Mass Effect 3 Ending Post-Mortem: Fans Are Still Right

2. Key Philosophical Themes Are Discarded

For all its strengths, in the end the Extended Cut still falters where it matters the most, and that’s with the final two points we made in our original analysis. This is especially evident in the abandonment of the games’ key moral and philosophical themes.

In that analysis, we identified three major themes in the game, two of which were essential to understanding the story: They were tolerance and unity, free will (and what it means to be alive), and synthetics versus organics. As we noted then, however, the first two mentioned here were essential; the synthetics/organics material mattered because the Reapers were themselves synthetics seeking to destroy all organic life and otherwise was largely informed by the other two. The original endings of Mass Effect 3 took the first two themes and reduced them to nothing more than extraneous background noise to the suddenly insisted real theme, organics versus synthetics. And that’s a big reason for why it felt like such a flat mess.

With the Extended Cut, the themes of tolerance and unity are mostly restored. The endings each emphasize some aspect of how overcoming disagreements, banding together to face difficult circumstances and learning to respect one another because of, and not despite, our differences, are essential to surviving the aftermath of the Reaper War. In fact, this is taken to almost comical extremes in the Synthesis ending, with the Reapers suddenly becoming super helpful bringers of rainbows and puppies to a ravaged universe. (Ok, so we’re exaggerating; there aren’t any puppies.)

Furthermore, the Synthesis ending in particular also manages, finally, to tie-in the question of free will and the meaning of being alive, with some rather touching and well-acted dialogue by Tricia Helfer. Considered honestly, BioWare made a sincere effort to address some rather gaping problems they created for themselves. However, it’s not enough to overcome the unfortunate, last-minute repositioning of synthetics versus organics as the series’ core moral struggle.

To naysayers who insist that the Star Child’s confusing, morally ambiguous nonsense is in fact the culmination of a story five years in the making, we would urge you to replay the entire series from the beginning. At no point was “Machines will always kill us!” a overriding theme. In fact, the opposite is true; it is the failure to respect forms of potential life, to make slaves of them, that causes conflict, a point emphasized by dialogue about the Geth from Mass Effect, Legion’s entire loyalty mission in Mass Effect 2, and nearly three hours of play time in Mass Effect 3 (to say nothing of many additional side missions). The conflict itself only makes a kind of narrative sense if it is seen in context with the other themes we identified. Without those themes, Mass Effect is simply a banal kill ‘em all shooter; Gears of War with robots, if you will.

- [DATA SHOWN]
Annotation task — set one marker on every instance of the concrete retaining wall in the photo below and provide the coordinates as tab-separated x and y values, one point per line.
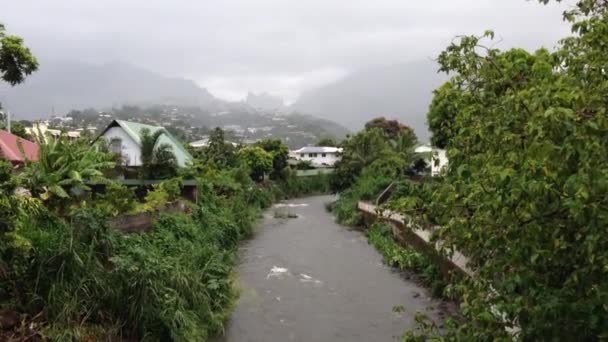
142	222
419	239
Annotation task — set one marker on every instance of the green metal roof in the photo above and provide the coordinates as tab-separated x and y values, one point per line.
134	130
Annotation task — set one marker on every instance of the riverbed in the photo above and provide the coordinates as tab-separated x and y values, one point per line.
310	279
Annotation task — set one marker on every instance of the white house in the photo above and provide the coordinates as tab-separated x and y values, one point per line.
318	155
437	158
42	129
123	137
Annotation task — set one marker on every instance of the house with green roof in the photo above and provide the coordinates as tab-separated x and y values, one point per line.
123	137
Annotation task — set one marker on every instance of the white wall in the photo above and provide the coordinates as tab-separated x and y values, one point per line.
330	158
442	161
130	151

* * *

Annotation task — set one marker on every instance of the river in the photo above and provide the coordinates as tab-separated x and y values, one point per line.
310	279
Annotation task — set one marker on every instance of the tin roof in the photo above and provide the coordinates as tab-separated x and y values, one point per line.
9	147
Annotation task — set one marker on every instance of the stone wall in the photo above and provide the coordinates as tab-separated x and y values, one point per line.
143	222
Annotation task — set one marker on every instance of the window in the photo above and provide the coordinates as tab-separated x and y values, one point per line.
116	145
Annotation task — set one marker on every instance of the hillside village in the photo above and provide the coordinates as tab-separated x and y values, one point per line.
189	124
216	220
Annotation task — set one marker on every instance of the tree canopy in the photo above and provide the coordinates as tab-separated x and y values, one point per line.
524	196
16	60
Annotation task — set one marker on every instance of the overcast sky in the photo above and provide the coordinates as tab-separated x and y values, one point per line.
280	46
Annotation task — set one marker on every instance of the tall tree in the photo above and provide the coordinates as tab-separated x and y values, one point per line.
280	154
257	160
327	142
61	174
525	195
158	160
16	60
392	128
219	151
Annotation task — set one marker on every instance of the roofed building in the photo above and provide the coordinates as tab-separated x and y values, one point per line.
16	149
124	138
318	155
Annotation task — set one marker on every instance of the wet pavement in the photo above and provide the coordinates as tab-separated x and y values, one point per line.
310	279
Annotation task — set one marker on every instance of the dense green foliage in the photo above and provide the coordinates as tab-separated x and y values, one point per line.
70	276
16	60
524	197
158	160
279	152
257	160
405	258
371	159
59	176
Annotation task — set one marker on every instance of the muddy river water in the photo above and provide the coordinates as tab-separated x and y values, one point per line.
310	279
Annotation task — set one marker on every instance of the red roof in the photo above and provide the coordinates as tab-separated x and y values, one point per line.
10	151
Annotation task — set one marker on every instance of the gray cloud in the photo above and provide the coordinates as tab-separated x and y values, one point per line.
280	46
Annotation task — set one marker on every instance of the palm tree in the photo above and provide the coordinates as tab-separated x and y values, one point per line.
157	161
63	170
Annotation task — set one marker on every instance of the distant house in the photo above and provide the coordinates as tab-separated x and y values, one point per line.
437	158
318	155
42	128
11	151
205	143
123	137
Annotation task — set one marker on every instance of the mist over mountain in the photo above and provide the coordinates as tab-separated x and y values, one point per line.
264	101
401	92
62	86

---

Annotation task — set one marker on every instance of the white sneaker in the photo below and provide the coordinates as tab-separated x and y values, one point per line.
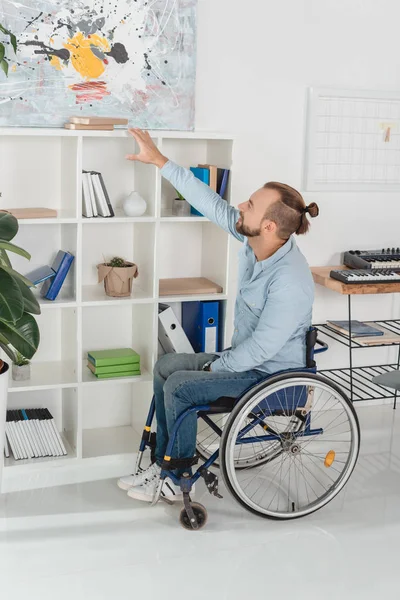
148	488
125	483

- [JOBS]
1) According to the Mass Effect 3 ending article, which themes does the Extended Cut mostly restore?
2) Copy out everything in the Mass Effect 3 ending article from "In that analysis, we" down to "a flat mess.".

- [ANSWERS]
1) The themes of tolerance and unity.

2)
In that analysis, we identified three major themes in the game, two of which were essential to understanding the story: They were tolerance and unity, free will (and what it means to be alive), and synthetics versus organics. As we noted then, however, the first two mentioned here were essential; the synthetics/organics material mattered because the Reapers were themselves synthetics seeking to destroy all organic life and otherwise was largely informed by the other two. The original endings of Mass Effect 3 took the first two themes and reduced them to nothing more than extraneous background noise to the suddenly insisted real theme, organics versus synthetics. And that’s a big reason for why it felt like such a flat mess.